-- Task 1 --
Reproduce the passage from the subprime mortgage article that begins at the words "Editor’s note: The" and ends after the words "high-rises in Shanghai.".
-- Task 2 --
Carry the article on the subprime mortgage market forward, starting right after its last sentence.

-- Text excerpt --
•••

Editor’s note: The following excerpt from the Inman News Blog examines aspects of the subprime mortgage market, what fueled its growth, and what could be in store for this segment, which has grown at a rapid pace over the last few years. Inman News welcomes your comments on what is happening in the subprime market. Click here to join a discussion.

The Subprime Tsunami

Here is the scenario: China is creating wealth at record levels. Its central bank has invested more than $1 trillion in U.S. Treasuries and mortgaged-back securities. In fact, it is the largest investor in MBSs. The fastest-growing piece of MBSs has been subprime loans.

Years ago, Wall Street figured out it could make a mint off mortgages and began packaging them as fast as the Chinese were building high-rises in Shanghai.

But the supply was constrained, so the Street urged originators to originate more home loans, as they had plenty of investors, including deep pockets from China (and Japan as well).

Then along came the minority/immigrant home-buying market as an opportunity. Promoting home ownership to this crowd became the rallying cry of President Clinton, President Bush, Congress, the Realtors, the home builders, mortgage bankers and the average bus boy who until now could not afford to buy a house. It was an apple-pie bandwagon that no one could resist.

But how do you dig deep into this market unless you permit nothing-down loans, low-cost ARMs and loose underwriting? You can’t.

Hello subprime mortgage market. Bingo — it became the formula for the biggest property-ownership push since the Homestead Act. The politicians fed off the phenomenon and the industry lapped up transactions. Sitting behind the curtain was Wall Street, of course, which made a boat load of money.

•••

-- Record excerpts --
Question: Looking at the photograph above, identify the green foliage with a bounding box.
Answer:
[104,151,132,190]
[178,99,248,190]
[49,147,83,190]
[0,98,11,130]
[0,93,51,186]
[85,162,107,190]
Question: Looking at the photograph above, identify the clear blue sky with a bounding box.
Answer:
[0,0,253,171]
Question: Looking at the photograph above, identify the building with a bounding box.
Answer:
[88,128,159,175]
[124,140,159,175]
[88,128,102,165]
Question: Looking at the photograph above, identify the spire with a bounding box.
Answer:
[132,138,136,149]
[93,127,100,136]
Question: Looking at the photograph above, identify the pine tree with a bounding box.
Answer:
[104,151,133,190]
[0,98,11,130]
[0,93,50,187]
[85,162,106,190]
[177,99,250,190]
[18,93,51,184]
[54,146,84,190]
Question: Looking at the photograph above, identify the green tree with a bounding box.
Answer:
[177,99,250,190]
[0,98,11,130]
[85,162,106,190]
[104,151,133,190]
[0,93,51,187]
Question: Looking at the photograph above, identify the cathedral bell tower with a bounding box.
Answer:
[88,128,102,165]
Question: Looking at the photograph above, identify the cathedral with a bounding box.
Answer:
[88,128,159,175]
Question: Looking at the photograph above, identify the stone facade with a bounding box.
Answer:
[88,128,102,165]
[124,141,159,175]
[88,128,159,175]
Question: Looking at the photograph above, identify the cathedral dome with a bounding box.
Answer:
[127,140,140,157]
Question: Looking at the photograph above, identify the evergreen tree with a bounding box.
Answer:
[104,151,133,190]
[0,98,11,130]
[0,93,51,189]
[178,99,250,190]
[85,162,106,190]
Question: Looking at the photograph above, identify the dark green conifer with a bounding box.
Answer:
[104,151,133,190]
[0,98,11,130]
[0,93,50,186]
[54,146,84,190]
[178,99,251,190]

•••

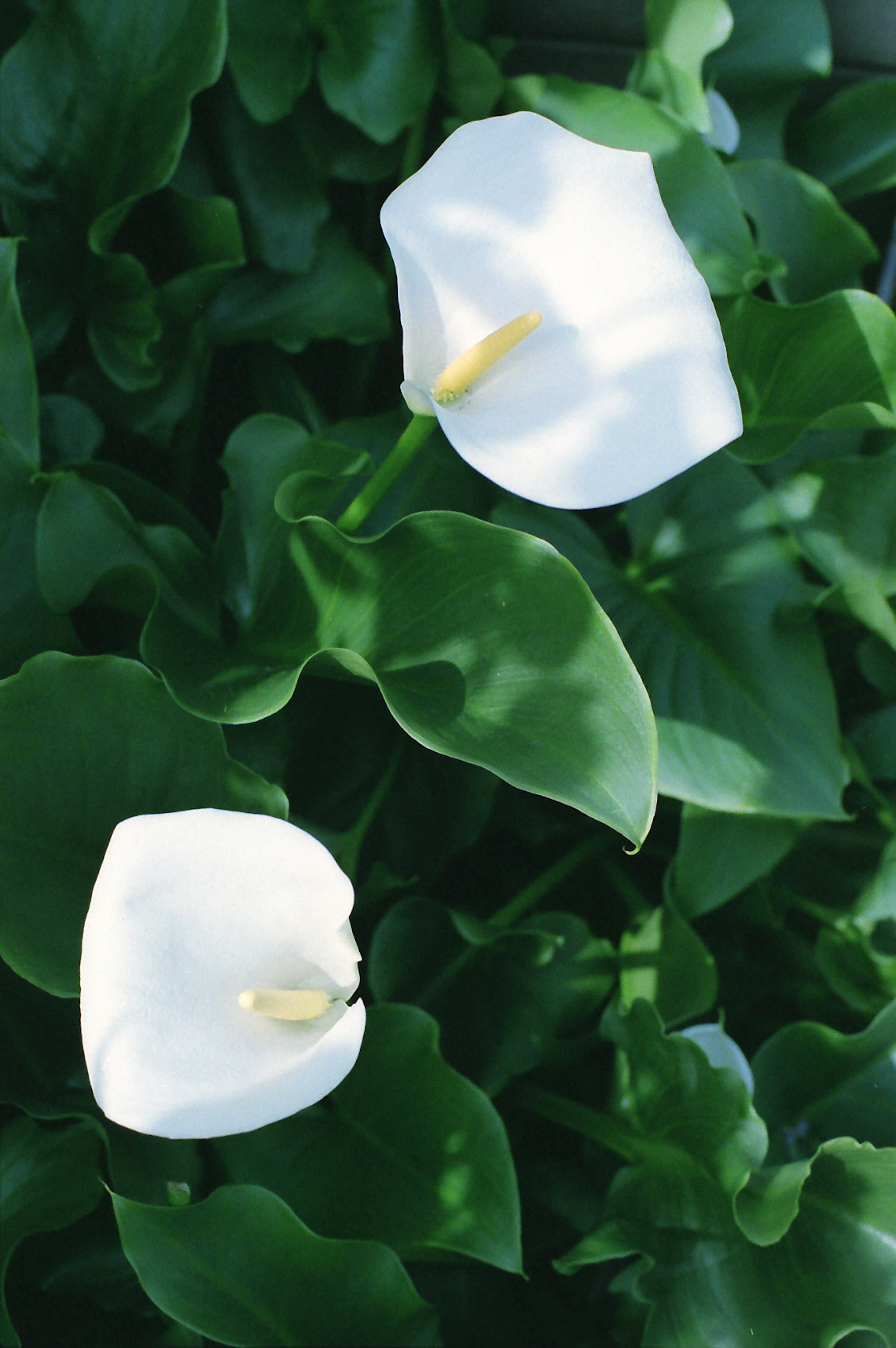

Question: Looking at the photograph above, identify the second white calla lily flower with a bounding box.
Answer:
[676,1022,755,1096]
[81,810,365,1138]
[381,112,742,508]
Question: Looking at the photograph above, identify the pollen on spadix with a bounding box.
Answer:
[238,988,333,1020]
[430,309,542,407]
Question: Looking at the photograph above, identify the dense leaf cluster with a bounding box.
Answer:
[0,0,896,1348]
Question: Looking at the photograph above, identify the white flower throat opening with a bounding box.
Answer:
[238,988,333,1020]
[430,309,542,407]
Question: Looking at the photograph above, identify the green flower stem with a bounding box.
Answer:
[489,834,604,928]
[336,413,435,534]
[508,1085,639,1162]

•••

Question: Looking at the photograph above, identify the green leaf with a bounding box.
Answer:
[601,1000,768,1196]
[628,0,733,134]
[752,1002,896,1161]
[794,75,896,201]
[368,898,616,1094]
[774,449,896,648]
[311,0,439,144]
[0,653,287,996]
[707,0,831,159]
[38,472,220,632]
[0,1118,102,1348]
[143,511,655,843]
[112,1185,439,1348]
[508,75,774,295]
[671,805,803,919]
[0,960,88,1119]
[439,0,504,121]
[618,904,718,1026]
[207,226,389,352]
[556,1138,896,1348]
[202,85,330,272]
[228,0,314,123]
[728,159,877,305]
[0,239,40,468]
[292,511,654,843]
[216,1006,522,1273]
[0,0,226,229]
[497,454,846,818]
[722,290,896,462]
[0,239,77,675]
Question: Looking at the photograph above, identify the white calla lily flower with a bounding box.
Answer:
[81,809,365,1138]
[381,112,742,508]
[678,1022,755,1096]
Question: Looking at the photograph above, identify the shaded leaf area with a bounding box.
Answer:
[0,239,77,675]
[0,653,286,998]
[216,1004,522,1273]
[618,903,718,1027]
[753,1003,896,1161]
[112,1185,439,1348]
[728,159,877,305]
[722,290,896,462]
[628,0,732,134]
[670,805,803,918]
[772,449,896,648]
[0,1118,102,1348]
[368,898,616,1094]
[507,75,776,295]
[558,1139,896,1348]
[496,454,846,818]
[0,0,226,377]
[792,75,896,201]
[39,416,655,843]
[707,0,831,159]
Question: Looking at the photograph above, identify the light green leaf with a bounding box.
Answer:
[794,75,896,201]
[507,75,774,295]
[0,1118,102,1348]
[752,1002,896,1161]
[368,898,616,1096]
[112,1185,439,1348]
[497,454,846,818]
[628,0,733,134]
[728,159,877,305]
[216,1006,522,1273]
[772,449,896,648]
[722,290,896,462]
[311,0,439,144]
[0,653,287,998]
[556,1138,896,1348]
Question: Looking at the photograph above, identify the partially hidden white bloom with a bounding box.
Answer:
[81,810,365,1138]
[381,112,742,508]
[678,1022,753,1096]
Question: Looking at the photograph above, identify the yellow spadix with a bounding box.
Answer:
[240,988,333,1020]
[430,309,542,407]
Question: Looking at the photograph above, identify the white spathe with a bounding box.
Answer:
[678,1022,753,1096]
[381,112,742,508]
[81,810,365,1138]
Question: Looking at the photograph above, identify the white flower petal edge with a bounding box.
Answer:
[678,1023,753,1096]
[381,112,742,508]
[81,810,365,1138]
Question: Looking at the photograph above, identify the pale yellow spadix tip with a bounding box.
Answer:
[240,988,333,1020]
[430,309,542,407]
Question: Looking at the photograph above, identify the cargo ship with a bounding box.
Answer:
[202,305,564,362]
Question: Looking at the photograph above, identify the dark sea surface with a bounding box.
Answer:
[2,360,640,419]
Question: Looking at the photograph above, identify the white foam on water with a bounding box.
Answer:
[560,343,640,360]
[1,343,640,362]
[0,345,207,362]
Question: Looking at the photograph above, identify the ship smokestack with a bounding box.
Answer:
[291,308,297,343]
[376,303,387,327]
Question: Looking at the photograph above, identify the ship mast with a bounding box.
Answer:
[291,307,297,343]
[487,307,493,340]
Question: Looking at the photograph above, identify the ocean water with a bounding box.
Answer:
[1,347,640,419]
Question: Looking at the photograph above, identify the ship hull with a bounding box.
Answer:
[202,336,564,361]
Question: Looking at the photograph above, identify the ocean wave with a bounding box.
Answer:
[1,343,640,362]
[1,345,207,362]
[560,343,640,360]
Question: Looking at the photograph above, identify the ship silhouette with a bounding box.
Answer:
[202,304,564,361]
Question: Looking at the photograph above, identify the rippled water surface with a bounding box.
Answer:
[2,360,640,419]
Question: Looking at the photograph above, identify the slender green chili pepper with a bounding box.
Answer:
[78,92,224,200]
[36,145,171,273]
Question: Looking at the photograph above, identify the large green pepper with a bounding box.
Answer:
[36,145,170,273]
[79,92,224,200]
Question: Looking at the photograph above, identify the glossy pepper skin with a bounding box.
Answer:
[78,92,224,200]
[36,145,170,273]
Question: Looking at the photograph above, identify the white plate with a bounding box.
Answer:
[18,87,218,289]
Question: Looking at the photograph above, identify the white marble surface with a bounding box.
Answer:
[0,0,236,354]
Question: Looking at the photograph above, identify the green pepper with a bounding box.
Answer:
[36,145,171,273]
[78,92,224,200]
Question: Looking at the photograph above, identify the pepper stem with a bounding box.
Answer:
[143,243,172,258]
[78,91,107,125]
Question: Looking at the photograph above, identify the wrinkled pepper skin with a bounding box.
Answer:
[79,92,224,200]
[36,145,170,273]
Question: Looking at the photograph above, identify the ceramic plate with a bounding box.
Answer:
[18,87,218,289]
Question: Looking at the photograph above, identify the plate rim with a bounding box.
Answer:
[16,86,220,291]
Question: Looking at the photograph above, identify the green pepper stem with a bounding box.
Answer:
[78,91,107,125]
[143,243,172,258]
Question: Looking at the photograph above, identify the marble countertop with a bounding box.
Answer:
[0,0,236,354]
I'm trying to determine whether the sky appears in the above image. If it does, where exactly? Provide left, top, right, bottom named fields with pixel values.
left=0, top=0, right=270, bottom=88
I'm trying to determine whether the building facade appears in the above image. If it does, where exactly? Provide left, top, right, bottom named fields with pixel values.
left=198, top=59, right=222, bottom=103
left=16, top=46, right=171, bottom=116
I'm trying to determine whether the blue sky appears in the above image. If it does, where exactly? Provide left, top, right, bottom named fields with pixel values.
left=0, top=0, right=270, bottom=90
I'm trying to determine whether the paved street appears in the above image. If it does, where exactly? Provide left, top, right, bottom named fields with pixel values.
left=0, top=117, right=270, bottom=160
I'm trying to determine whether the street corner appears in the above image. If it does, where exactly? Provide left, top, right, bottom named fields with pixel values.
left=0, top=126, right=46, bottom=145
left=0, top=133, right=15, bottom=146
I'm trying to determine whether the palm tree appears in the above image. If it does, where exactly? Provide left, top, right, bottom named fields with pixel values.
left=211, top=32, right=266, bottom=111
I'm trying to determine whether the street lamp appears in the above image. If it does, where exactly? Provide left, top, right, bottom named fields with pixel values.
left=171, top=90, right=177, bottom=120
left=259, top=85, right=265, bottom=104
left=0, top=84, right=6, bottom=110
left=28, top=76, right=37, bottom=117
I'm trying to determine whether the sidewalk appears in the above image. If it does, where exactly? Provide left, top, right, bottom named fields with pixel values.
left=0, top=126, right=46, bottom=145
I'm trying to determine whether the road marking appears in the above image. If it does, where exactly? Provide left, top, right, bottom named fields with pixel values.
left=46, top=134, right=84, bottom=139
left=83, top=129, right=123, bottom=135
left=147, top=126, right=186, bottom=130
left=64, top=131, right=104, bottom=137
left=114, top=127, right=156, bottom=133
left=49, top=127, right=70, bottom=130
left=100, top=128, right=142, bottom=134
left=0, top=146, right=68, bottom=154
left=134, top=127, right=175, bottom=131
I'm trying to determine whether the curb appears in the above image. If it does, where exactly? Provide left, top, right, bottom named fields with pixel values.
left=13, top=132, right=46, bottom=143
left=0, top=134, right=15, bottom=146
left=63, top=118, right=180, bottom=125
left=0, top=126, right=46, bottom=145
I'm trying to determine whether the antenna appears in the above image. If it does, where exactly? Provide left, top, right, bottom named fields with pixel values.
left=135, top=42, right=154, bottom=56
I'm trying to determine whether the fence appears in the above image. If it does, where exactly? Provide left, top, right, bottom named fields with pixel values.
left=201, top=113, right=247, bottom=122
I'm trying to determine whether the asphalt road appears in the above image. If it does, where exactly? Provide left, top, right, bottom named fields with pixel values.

•••

-- Written response 1 --
Editor’s note: The following excerpt from the Inman News Blog examines aspects of the subprime mortgage market, what fueled its growth, and what could be in store for this segment, which has grown at a rapid pace over the last few years. Inman News welcomes your comments on what is happening in the subprime market. Click here to join a discussion.

The Subprime Tsunami

Here is the scenario: China is creating wealth at record levels. Its central bank has invested more than $1 trillion in U.S. Treasuries and mortgaged-back securities. In fact, it is the largest investor in MBSs. The fastest-growing piece of MBSs has been subprime loans.

Years ago, Wall Street figured out it could make a mint off mortgages and began packaging them as fast as the Chinese were building high-rises in Shanghai.

-- Written response 2 --
Add careless underwriting on refinancings and credit lines and the money that came from China to help make more loans goes right back to the Chinese shores as consumers use their houses to buy depreciating assets like cars, clothes, toys and all sorts of stuff.

Now for the hangover: the upside-down homeowner. Mortgage payments for many homeowners are doubling, inflation won’t fill the gap, and many in this new class of homeowners are in trouble. Writing risky loans to unqualified home buyers is generally stupid. Inflation covered up the mess for awhile but not anymore.

This summer much of this nonsense will come to a head.

It is like all financial scandals that involve Wall Street and real estate (remember the Savings & Loan crisis): there are severe consequences. Generally, consumers pay the cost of other people’s gains.

This is how the subprime tsunami works. The ocean recedes, people run to the beach and go WOW, then the big wave destroys them and the property behind them.

Is it really this dire? I hope not.

What do you think?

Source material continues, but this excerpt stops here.